* [ASSIGNED TASK]: An exact transcription of every record below is required, with the pictures left out.

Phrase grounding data
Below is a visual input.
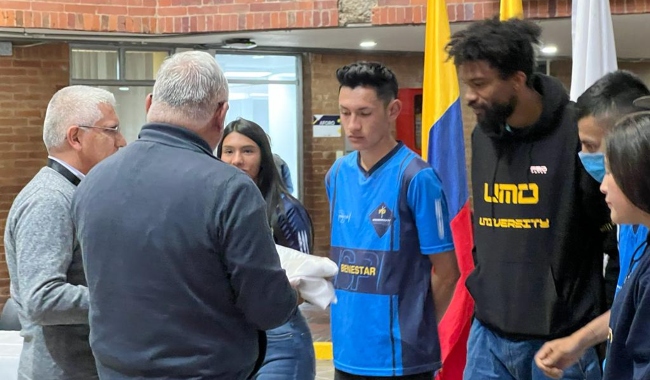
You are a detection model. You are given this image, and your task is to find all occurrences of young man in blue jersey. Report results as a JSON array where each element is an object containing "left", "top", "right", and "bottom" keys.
[
  {"left": 325, "top": 61, "right": 460, "bottom": 379},
  {"left": 535, "top": 71, "right": 650, "bottom": 378}
]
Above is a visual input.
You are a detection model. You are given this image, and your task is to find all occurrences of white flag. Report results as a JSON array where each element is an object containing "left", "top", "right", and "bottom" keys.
[{"left": 570, "top": 0, "right": 618, "bottom": 101}]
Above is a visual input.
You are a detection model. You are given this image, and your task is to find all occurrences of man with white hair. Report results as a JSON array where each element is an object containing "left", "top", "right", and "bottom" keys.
[
  {"left": 4, "top": 85, "right": 126, "bottom": 379},
  {"left": 71, "top": 50, "right": 299, "bottom": 379}
]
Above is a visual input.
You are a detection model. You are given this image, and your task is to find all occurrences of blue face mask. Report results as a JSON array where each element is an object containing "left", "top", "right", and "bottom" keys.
[{"left": 578, "top": 151, "right": 606, "bottom": 183}]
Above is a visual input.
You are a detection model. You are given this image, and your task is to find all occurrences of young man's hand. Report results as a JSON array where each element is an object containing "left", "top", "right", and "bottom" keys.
[
  {"left": 535, "top": 310, "right": 610, "bottom": 378},
  {"left": 534, "top": 334, "right": 587, "bottom": 379}
]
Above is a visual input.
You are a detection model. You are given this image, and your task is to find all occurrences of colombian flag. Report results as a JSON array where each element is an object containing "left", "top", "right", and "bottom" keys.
[
  {"left": 500, "top": 0, "right": 523, "bottom": 20},
  {"left": 421, "top": 1, "right": 474, "bottom": 379}
]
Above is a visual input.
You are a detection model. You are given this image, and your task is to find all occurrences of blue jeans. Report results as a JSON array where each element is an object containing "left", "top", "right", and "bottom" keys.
[
  {"left": 464, "top": 320, "right": 601, "bottom": 380},
  {"left": 253, "top": 310, "right": 315, "bottom": 380}
]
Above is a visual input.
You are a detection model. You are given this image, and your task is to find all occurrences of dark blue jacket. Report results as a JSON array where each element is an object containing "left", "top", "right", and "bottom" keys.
[
  {"left": 273, "top": 154, "right": 294, "bottom": 193},
  {"left": 273, "top": 194, "right": 313, "bottom": 254},
  {"left": 604, "top": 236, "right": 650, "bottom": 380},
  {"left": 72, "top": 124, "right": 297, "bottom": 379}
]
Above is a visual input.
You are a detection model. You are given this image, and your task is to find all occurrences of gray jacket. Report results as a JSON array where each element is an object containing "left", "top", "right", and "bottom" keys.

* [REPLY]:
Below is a visual input.
You are a detection model. You are given this image, and your task is to find all occurrences of young man in blue jersey. Report results as a JSON array where each element is an object containing "left", "top", "right", and "bottom" keys.
[
  {"left": 325, "top": 61, "right": 460, "bottom": 379},
  {"left": 535, "top": 71, "right": 650, "bottom": 378}
]
Above is a visual input.
You are a detection model. You are given this image, and your task is to find all occurrences of white flag. Report results as a JSON array where each element is an object containing "left", "top", "right", and "bottom" keys.
[{"left": 570, "top": 0, "right": 618, "bottom": 101}]
Above is a visual input.
You are a detection model. You are given this image, and your task is to find all occurrences of man with white hair. Report results as a JSON array where each element is an object containing "left", "top", "right", and "bottom" keys.
[
  {"left": 4, "top": 85, "right": 126, "bottom": 379},
  {"left": 71, "top": 50, "right": 299, "bottom": 379}
]
Above is a visual input.
You are a detection model. You are given this image, and your task is to find all occurrences of blue face mask. Report results as a JSON array where each element is an object containing "left", "top", "right", and "bottom" keys.
[{"left": 578, "top": 151, "right": 606, "bottom": 183}]
Above is a visual input.
You are a detection model. You are given this image, and your task is to find all occurrences of young man's hand. Report results as a JSON array where each element is an object containing "left", "top", "right", and "bottom" keys.
[
  {"left": 535, "top": 310, "right": 610, "bottom": 378},
  {"left": 534, "top": 334, "right": 587, "bottom": 379}
]
Above is a visual input.
You are a detection model. You are given this image, and your task is to find all occurrences of colombian flag. Report results as a JSON array where each element is an object containing "left", "top", "right", and "bottom" keys.
[
  {"left": 500, "top": 0, "right": 523, "bottom": 20},
  {"left": 421, "top": 1, "right": 474, "bottom": 379}
]
Above is a visual input.
You are a detection model. You are given this image, and your task is to find all occurrences of blue jeans. Report results as a JSON array where each element is an object containing "left", "top", "right", and "bottom" keys.
[
  {"left": 464, "top": 320, "right": 601, "bottom": 380},
  {"left": 253, "top": 310, "right": 315, "bottom": 380}
]
Above is a visual input.
You are a detection model. You are given this image, and your task is to find all occurrences of dark blue jacket. Report results as a JSON array where each element is an object containing "left", "top", "right", and "bottom" keys.
[
  {"left": 273, "top": 154, "right": 294, "bottom": 193},
  {"left": 273, "top": 194, "right": 313, "bottom": 254},
  {"left": 604, "top": 236, "right": 650, "bottom": 380},
  {"left": 72, "top": 124, "right": 297, "bottom": 379}
]
Above is a visual input.
You are a detection model. You are given this image, and your task is to find all occurrences of gray jacket. Report results as a JSON array where each element is an object containing "left", "top", "right", and "bottom" keys.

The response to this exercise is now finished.